* _Work to complete_:
1. Write out the part of the Marco Island asbestos-pipe text that begins at the words "The EPA notes" and ends after the words "material, or RACM.", copying it exactly.
2. In the Marco Island asbestos-pipe text, by what other name is Collier Boulevard known?

* _Given text_:

------

In 2006, the U.S. Environmental Protection Agency (EPA) began an investigation into the way the Marco Island City Council and its contractor, Quality Engineering, handled miles of asbestos-cement pipe, or ACP, while widening and adding sewer lines along Collier Boulevard, the only road onto the island from the mainland and also known as Florida Highway 951.
According to the National Emissions Standards for Hazardous Air Pollutants (NESHAP), standards established by the EPA and revised in 1990, asbestos-cement products like water pipe need to be removed prior to demolition if the use of heavy equipment is anticipated, since such activity is likely to cause pipes to crumble, shred or otherwise break into tiny pieces, which could release asbestos fibers.
The EPA notes that – while each instance of asbestos-cement product handling should be treated on a case-by-case basis, at the operator’s discretion (depending on the type of equipment and demolition methods to be used), the approved procedure for ACPs (a Category II nonfriable) would be to remove them in a manner that does not cause damage and thus prevents the material from being reclassified as a regulated asbestos-containing material, or RACM.

------

* _Information given_:
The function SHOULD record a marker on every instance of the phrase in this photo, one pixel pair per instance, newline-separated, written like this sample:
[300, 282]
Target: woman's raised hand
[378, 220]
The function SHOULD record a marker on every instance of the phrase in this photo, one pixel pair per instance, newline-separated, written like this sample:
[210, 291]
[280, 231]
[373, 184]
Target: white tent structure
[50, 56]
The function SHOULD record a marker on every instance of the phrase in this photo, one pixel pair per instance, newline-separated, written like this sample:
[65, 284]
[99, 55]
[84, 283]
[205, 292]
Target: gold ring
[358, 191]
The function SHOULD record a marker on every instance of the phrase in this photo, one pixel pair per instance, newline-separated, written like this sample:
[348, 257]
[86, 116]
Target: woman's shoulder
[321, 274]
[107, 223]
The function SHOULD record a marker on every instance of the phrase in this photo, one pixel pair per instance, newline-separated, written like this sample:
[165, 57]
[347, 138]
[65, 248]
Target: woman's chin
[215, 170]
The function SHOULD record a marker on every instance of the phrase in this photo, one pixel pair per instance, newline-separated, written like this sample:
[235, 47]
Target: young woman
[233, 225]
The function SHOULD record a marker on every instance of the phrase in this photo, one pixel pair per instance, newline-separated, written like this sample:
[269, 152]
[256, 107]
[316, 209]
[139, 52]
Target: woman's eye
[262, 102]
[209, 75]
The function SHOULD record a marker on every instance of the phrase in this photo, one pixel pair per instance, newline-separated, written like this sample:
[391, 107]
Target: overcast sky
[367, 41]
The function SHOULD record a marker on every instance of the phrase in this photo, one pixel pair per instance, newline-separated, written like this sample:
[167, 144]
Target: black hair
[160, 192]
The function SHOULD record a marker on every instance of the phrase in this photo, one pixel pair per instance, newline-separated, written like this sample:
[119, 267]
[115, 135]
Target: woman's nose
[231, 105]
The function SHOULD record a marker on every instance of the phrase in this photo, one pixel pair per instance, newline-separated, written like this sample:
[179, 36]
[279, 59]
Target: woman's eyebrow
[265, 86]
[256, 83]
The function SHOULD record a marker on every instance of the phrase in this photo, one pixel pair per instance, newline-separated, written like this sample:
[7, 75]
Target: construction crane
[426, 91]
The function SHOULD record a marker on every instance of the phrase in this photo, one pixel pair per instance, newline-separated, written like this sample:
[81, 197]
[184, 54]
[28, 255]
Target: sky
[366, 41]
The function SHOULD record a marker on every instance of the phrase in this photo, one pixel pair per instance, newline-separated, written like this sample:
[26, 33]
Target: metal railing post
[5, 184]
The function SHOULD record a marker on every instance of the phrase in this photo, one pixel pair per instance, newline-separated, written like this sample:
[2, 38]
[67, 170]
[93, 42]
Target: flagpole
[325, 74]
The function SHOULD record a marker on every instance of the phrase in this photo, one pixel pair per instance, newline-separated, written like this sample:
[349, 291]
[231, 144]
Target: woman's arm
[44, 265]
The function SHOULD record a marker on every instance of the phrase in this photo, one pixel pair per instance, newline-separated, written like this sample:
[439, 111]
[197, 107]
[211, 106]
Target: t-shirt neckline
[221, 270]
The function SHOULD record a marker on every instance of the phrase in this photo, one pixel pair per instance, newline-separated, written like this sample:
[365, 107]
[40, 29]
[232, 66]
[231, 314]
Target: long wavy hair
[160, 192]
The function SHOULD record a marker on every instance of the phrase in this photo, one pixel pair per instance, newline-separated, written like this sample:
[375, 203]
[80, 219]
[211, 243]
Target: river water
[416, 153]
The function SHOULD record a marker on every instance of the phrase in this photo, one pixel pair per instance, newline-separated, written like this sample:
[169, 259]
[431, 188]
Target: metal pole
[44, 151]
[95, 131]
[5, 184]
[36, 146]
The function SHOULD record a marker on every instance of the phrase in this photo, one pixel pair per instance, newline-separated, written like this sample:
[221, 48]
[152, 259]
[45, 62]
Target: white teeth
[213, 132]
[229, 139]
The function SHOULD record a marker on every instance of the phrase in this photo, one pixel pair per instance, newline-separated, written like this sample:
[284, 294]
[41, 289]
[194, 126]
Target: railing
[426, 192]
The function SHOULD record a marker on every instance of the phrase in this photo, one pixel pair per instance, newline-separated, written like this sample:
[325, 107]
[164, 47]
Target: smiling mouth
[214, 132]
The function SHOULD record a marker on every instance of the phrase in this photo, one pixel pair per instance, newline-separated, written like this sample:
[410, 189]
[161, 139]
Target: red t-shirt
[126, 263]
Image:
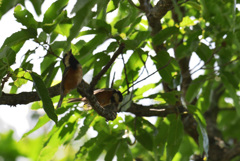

------

* _Results of the tasks_:
1.
The EPA notes that – while each instance of asbestos-cement product handling should be treated on a case-by-case basis, at the operator’s discretion (depending on the type of equipment and demolition methods to be used), the approved procedure for ACPs (a Category II nonfriable) would be to remove them in a manner that does not cause damage and thus prevents the material from being reclassified as a regulated asbestos-containing material, or RACM.

2. Florida Highway 951